- _EXERCISE REQUIREMENTS_
Please change "drop a dot" to "place a marker" throughout the records below and keep every other line identical, leaving out the pictures.

- _RECORDS SHOWN_
»»
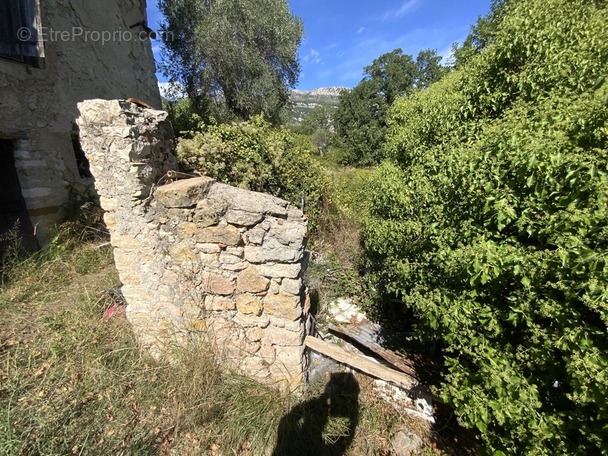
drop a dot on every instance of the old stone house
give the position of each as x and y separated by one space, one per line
54 54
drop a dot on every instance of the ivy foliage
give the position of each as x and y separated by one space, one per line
255 156
490 222
360 119
233 59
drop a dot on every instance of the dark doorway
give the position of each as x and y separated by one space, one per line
13 212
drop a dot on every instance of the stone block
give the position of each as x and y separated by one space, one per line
248 304
248 201
219 303
123 241
251 281
250 321
208 248
236 267
291 286
255 367
206 214
255 236
228 235
209 260
183 193
182 252
283 306
217 284
254 334
272 252
283 337
288 232
186 230
278 270
291 356
243 218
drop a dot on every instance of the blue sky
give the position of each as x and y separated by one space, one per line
342 37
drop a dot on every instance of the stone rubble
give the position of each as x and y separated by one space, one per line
198 258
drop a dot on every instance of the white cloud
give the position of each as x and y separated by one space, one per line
313 57
402 11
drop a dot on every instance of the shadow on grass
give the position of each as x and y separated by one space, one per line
324 425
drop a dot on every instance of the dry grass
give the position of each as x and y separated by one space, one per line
71 383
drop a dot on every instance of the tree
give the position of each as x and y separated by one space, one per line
360 119
490 223
233 57
318 124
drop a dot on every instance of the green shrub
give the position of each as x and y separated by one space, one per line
491 225
255 156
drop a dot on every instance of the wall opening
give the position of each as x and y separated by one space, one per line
84 168
13 210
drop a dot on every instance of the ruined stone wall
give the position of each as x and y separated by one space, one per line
38 106
197 258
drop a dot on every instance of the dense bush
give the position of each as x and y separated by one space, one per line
491 224
256 156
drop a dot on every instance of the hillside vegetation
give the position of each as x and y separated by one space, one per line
489 221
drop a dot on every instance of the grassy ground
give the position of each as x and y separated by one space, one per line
71 383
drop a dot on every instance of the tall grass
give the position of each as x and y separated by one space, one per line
71 383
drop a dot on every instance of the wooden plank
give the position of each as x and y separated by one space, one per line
364 337
360 363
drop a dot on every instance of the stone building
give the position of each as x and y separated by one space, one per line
54 54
««
- _EXERCISE RESPONSE_
place a marker on every instance of the old stone house
give the position of each as x and y separated by one space, one per line
54 54
place a marker on every instance of the ivy foliage
give the position of each as x and y separated by one space, one per line
255 156
490 222
360 119
233 59
place a marker on every instance of the dark doorway
give the position of each as x and y separated by one space, one per line
13 212
place a marker on every instance of the stone block
give the position of each as x and y separated by one space, one per line
248 304
248 201
219 303
123 241
251 281
250 321
208 248
236 267
291 286
255 367
206 214
255 236
228 235
209 260
183 193
182 252
283 306
217 284
254 334
272 252
283 337
288 232
186 230
278 270
291 356
243 218
place a marker on every instance of the blue sky
give the position of each as x and y separated by one space, one per line
342 37
place a marker on every instance of the stone rubble
give the position of each as x and y separated by one space, one per line
198 258
place a marker on every instance of the white cloud
give the position of each as x and y separated by one space, one per line
313 57
402 11
place a marker on every instance of the shadow on grass
give the position of each as x and y separated by one space, one per line
324 425
place a marker on every instance of the dry grass
give the position of each as x and y separated by one space, one per line
71 383
place a marker on every instance of the tree
give the position of each as x and y separated by one space, one per line
360 119
490 223
233 57
318 124
place a marker on every instance of the green shrub
give the position of each as x and y separated by one space, one per line
491 225
255 156
place a marker on every instance of the wall opening
give the position of each as x and y separated by one space, one per line
84 168
13 210
place a marker on every instance of the ruined stone wall
give the position of each as x and y separated by one space, one per line
38 106
197 258
place a marker on every instance of the dense bush
give the position of each as x and y separated by one space, one per line
491 224
256 156
place a marker on every instance of the hillside vegetation
give the position of each as x and y separated by one space, one per line
489 221
place a marker on every instance of the grassy ground
give the position of each as x and y separated by one space, one per line
71 383
place a marker on every instance of the tall grass
give the position of each as x and y separated by one space, one per line
71 383
place a marker on every instance of the wooden plank
give the position of each as x and y separated by one space, one per line
364 337
360 363
place a marker on every instance of the stone building
give the position of each as x and y separated by one space, one per line
54 54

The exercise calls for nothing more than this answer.